Garner waited for Rumsfeld outside. Soon, Bush and Rice came out and walked three or four steps past Garner. Suddenly Bush turned back.

“Hey, if you have any problem with that governor down in Florida, just let me know,” he said.

Shortly after the invasion, while Garner was in Kuwait waiting to move into Iraq, Rumsfeld chose L. Paul “Jerry” Bremer, a 61-year-old terrorism expert and protégé of Henry Kissinger, to effectively replace Garner, but as a presidential envoy. On Garner’s first day in Iraq, April 22, he signed on to an agreement to set up an interim Iraqi advisory group, made up of prominent Kurds, Shiites and Sunnis, many of them expatriates, to put an Iraqi face on the postwar occupation government. Two days later, Rumsfeld called to tell him Bremer was coming over, and said he wanted Garner to stay on as well.

“It doesn’t work that way,” Garner said. “You can’t have the guy who used to be in charge and the guy who’s now in charge there, because you divide the loyalties of the people. So the best thing for me is just to step out of here.”

Rumsfeld convinced Garner to stay temporarily, and the retired general and Bremer clashed, as Bremer quickly unveiled a plan to ban as many as 50,000 members of Saddam Hussein’s Baath Party from government employment.

--- --- ---

### [What you should do]
Reproduce the Garner and Bremer passage word for word, starting at the words that contain "Rumsfeld convinced Garner" and stopping after "from government employment.". Use only the Garner and Bremer passage as your source.

--- --- ---

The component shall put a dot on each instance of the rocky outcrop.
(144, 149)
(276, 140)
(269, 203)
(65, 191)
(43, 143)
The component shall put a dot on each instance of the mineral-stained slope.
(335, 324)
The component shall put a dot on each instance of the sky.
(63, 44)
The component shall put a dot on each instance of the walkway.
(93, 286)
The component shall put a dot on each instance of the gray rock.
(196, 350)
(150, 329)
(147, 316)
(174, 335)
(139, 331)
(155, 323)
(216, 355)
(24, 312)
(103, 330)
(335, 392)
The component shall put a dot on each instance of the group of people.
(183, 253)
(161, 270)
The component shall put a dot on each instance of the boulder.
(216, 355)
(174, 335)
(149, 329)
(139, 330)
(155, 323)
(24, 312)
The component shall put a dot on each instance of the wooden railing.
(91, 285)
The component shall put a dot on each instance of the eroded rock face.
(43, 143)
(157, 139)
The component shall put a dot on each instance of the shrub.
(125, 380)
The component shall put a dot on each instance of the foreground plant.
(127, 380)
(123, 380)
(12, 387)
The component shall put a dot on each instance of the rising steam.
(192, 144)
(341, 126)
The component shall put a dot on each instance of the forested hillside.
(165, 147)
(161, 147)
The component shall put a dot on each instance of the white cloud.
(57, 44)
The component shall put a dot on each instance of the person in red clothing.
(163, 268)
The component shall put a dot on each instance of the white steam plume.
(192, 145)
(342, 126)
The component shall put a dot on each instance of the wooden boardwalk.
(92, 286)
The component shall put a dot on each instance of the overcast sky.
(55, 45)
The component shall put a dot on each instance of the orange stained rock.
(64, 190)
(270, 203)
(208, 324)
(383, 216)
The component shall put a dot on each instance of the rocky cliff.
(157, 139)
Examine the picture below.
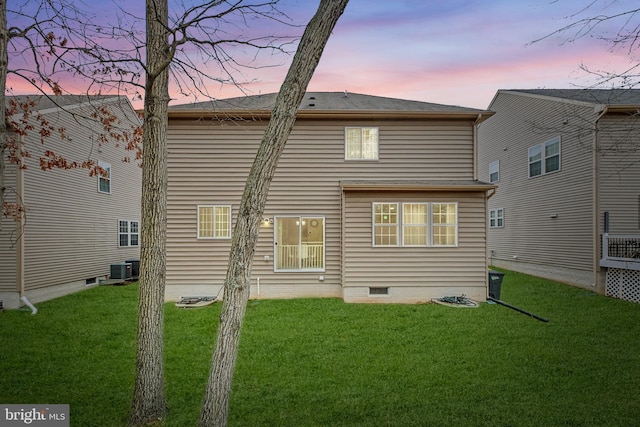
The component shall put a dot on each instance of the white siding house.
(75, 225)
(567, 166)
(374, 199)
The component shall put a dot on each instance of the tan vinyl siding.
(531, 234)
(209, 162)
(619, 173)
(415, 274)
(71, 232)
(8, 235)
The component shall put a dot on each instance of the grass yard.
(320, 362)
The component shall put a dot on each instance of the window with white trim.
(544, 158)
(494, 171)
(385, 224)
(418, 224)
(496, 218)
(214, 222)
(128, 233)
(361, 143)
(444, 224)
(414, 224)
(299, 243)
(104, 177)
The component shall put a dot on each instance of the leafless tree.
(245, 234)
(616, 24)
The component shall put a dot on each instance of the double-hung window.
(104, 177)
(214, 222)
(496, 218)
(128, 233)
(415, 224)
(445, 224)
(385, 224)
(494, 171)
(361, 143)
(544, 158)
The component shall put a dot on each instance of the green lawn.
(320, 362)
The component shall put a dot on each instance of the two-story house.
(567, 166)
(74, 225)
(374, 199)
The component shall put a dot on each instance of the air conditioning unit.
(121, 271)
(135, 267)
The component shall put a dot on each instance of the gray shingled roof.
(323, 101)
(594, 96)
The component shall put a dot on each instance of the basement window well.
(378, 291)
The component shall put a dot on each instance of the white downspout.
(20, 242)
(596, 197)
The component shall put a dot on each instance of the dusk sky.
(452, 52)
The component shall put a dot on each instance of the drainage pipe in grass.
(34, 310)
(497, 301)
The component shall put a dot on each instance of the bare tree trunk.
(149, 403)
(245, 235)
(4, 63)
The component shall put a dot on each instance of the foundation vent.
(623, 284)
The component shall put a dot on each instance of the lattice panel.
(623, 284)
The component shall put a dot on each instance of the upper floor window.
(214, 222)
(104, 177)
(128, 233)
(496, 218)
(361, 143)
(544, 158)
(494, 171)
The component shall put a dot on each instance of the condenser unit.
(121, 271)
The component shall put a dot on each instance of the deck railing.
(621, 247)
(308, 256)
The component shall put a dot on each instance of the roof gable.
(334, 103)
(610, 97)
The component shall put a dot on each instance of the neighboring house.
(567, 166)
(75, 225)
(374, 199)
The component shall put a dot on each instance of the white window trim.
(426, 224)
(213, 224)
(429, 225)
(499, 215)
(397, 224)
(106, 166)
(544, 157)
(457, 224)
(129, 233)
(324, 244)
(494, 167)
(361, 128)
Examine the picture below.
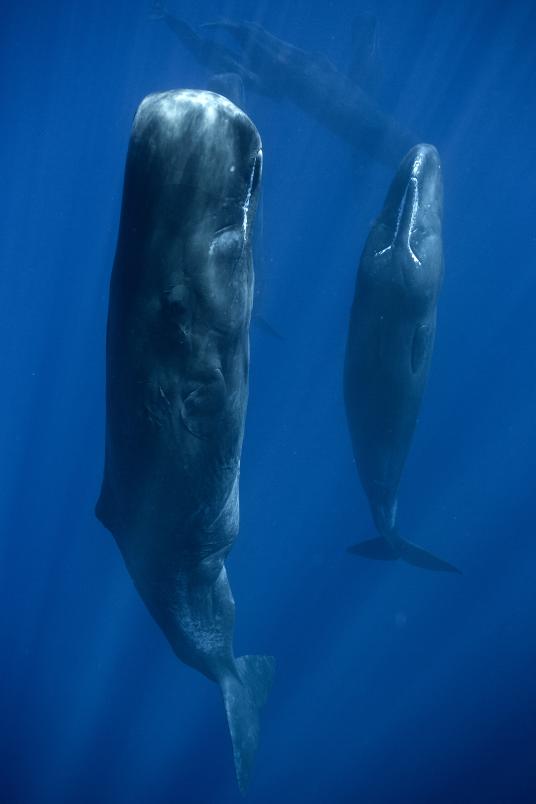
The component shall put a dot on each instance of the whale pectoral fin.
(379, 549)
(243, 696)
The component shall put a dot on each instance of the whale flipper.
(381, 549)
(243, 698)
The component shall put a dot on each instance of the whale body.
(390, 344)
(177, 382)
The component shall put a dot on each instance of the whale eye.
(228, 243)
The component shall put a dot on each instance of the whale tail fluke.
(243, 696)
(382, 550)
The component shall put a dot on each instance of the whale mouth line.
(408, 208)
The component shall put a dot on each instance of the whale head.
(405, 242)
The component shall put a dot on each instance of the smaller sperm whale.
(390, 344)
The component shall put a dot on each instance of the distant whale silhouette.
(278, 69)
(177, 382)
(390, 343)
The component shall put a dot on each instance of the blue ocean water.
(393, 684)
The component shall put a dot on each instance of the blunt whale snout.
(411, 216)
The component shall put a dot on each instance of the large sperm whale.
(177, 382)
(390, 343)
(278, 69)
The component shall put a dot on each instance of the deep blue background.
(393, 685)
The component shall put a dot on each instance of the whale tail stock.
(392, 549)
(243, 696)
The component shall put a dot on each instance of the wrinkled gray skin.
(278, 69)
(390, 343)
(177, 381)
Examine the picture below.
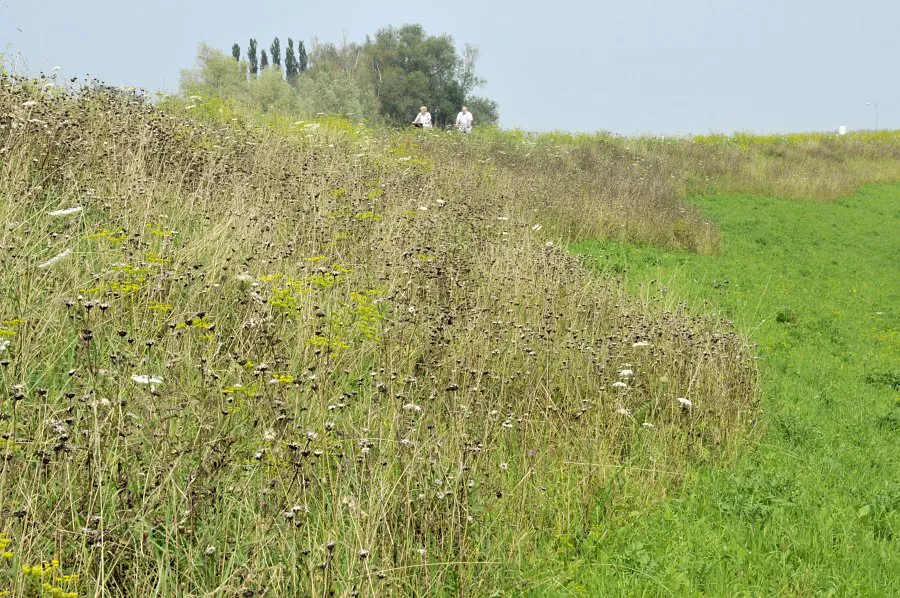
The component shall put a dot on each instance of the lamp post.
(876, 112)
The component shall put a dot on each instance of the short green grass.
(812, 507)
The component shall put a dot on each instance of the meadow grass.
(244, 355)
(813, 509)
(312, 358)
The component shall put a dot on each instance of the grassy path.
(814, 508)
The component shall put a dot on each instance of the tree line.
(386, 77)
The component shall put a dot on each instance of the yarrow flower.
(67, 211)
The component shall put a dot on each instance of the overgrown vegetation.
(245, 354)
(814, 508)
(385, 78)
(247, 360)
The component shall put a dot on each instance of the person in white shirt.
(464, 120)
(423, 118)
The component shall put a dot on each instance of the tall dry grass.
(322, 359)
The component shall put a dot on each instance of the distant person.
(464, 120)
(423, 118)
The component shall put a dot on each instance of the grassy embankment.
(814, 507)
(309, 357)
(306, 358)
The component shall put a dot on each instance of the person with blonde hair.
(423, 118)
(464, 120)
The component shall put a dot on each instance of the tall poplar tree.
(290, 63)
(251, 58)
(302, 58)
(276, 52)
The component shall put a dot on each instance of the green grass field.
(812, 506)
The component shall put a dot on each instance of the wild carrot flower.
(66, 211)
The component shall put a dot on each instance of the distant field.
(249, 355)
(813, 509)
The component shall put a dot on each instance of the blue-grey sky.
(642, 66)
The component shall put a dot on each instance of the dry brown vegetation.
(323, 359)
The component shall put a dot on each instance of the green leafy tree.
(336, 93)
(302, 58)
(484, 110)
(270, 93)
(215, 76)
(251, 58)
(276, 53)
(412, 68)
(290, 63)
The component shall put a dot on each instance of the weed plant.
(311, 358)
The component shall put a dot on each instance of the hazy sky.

--- --- ---

### [Answer to this exercise]
Rumsfeld convinced Garner to stay temporarily, and the retired general and Bremer clashed, as Bremer quickly unveiled a plan to ban as many as 50,000 members of Saddam Hussein’s Baath Party from government employment.